How many of the lines below contain the word "image"? Only the number is wanted.
***
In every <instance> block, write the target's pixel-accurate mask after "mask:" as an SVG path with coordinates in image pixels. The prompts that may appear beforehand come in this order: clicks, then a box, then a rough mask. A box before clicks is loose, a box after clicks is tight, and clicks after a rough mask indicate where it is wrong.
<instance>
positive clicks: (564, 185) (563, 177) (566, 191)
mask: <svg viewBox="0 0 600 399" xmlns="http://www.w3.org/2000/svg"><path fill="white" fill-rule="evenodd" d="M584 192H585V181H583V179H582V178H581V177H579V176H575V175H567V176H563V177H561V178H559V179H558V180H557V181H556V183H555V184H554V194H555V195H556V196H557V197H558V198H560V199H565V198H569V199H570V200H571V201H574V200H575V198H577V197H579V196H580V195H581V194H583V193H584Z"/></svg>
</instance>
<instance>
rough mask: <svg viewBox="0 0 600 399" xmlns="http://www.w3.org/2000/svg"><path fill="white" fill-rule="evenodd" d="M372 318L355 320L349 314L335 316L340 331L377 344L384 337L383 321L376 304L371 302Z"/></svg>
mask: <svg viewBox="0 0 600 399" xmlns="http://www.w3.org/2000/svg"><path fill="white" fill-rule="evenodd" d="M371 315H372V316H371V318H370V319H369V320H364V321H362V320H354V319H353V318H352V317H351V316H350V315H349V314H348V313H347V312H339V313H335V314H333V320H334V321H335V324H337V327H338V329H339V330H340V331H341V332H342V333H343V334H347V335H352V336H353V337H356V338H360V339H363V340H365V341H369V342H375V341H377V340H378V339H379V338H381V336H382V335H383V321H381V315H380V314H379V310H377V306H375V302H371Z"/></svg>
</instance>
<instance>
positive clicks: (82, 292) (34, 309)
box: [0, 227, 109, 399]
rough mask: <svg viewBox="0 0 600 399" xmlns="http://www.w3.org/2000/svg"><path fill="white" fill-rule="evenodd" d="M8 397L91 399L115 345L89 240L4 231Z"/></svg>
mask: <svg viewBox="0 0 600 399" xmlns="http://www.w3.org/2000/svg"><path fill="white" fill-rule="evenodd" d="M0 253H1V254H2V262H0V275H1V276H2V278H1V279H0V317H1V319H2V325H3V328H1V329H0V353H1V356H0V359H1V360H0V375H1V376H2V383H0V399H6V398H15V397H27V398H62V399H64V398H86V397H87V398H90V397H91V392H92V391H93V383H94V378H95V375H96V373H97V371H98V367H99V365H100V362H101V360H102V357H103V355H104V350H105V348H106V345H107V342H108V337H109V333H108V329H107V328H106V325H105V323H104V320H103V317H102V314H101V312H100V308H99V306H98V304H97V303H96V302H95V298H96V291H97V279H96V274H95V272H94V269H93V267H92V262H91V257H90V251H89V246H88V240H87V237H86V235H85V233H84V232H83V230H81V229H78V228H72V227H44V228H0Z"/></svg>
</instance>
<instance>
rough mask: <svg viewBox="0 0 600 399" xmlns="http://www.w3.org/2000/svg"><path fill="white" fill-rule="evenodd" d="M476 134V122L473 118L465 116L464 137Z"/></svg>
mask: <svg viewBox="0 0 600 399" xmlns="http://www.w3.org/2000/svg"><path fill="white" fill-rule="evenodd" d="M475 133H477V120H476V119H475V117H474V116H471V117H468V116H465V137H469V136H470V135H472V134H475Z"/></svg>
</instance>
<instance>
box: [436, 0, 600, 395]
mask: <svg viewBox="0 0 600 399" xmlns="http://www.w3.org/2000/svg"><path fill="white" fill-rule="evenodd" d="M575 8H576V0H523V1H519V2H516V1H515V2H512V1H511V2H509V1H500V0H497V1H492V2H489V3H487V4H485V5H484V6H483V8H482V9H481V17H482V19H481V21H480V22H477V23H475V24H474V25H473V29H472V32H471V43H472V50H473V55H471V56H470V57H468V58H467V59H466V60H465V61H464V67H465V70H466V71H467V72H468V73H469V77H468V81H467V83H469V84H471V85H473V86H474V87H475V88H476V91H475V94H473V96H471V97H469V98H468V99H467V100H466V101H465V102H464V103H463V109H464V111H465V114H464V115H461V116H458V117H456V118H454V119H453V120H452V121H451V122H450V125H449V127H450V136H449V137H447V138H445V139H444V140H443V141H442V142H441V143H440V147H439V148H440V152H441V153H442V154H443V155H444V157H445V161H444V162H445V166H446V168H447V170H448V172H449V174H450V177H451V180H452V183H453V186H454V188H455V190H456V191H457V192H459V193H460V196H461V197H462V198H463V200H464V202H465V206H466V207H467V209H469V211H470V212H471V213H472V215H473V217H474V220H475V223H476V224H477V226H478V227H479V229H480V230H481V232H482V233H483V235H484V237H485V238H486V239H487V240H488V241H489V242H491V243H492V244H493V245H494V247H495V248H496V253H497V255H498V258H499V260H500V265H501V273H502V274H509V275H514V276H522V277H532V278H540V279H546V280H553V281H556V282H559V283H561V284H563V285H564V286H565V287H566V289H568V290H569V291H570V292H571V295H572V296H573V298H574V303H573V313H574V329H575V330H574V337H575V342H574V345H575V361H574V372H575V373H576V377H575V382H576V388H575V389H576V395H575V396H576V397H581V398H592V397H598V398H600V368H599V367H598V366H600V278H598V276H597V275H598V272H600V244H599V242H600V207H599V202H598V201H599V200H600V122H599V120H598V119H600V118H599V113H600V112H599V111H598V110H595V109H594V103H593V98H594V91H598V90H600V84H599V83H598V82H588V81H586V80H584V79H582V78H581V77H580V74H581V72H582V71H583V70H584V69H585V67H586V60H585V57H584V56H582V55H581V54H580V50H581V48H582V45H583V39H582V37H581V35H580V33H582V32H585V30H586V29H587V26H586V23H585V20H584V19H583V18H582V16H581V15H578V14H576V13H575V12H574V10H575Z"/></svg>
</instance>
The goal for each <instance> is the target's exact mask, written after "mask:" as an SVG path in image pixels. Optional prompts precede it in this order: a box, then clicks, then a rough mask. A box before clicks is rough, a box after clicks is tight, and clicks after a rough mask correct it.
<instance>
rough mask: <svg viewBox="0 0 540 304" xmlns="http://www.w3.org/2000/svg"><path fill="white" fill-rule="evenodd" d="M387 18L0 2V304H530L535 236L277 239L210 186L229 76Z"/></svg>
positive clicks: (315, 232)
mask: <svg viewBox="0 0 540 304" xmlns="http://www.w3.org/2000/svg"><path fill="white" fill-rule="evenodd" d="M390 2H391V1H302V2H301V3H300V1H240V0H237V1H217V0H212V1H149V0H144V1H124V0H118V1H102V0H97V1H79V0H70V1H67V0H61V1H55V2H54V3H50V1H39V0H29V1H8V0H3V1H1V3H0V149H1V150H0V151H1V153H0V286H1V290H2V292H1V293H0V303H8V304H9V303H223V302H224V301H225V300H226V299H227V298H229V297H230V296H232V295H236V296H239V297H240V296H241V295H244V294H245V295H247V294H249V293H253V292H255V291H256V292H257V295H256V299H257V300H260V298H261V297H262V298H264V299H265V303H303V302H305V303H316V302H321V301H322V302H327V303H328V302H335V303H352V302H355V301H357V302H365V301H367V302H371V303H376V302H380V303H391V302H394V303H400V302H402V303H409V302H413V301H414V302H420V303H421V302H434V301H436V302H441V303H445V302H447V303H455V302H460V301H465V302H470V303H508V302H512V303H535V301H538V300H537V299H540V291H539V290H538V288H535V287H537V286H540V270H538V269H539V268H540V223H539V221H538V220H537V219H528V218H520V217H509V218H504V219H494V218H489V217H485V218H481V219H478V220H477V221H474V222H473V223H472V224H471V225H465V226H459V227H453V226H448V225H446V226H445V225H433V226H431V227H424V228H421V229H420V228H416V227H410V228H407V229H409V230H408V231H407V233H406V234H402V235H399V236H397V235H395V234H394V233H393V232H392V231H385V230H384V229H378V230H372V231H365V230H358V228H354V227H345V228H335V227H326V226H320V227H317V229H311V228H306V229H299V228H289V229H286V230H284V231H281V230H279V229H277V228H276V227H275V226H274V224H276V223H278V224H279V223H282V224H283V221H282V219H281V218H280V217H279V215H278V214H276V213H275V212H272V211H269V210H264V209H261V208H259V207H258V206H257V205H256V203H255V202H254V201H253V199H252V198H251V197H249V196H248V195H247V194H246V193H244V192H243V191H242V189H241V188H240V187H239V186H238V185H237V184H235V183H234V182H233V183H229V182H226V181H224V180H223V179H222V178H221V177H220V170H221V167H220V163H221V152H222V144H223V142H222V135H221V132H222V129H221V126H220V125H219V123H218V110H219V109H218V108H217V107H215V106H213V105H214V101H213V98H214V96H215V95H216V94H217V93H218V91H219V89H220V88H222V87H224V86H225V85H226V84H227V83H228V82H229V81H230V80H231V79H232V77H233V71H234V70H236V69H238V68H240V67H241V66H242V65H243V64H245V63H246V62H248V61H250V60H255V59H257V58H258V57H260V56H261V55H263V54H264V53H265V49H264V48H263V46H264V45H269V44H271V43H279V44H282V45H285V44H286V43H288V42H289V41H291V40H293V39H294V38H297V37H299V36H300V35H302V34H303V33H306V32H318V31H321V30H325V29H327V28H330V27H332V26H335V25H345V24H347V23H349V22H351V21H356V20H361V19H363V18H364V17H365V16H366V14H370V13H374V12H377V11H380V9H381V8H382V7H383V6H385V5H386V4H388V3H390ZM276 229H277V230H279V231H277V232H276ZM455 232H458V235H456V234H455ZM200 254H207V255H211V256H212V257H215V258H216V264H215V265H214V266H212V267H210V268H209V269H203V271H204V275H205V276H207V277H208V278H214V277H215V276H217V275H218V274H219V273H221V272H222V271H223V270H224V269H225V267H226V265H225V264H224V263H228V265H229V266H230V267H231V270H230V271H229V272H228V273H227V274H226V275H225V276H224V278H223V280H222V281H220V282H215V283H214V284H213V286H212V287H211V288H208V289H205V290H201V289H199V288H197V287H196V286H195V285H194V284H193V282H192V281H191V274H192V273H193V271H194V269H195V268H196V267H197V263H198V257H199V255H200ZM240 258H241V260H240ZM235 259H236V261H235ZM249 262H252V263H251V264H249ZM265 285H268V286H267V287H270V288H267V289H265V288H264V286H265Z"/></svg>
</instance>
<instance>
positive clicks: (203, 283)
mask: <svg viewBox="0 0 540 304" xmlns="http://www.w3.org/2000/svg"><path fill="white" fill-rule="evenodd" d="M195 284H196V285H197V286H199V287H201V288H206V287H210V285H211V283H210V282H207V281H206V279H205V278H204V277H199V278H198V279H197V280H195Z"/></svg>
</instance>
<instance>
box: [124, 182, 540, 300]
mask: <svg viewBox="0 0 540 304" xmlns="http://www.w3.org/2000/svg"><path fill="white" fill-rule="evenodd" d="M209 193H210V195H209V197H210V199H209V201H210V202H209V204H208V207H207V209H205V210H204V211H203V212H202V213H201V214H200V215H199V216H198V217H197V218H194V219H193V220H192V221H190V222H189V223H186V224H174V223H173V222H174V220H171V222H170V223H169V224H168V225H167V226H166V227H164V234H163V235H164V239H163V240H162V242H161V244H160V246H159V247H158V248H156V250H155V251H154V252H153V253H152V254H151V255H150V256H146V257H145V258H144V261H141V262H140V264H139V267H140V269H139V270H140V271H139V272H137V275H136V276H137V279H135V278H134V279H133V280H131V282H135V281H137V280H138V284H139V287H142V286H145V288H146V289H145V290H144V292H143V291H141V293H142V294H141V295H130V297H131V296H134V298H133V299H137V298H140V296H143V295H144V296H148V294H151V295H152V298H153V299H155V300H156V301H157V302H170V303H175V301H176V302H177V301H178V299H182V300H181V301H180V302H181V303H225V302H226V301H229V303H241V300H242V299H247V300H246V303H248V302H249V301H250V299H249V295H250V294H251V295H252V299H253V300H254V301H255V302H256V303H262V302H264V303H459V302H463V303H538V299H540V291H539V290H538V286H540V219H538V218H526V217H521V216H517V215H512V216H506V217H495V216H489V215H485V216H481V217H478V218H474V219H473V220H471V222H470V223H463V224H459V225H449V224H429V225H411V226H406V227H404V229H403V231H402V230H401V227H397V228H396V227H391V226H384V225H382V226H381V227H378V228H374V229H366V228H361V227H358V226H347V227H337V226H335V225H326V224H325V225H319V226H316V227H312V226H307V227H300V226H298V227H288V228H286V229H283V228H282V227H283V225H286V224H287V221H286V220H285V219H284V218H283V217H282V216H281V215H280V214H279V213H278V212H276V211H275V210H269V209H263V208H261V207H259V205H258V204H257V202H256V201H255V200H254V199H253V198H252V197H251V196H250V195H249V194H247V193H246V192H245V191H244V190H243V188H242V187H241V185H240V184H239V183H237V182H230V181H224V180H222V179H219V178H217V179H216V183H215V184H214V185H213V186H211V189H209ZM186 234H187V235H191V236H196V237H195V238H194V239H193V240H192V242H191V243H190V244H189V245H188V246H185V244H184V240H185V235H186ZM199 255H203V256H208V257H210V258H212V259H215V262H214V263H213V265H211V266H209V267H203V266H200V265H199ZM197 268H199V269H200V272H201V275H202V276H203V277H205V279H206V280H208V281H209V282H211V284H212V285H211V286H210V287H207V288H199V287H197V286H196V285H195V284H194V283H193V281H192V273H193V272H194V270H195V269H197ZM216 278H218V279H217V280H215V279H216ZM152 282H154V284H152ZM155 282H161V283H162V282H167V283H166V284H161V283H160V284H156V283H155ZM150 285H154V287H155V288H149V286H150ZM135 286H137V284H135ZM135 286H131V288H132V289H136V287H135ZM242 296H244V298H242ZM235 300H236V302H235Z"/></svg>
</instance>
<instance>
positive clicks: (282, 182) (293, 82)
***
(Result for this exercise): 2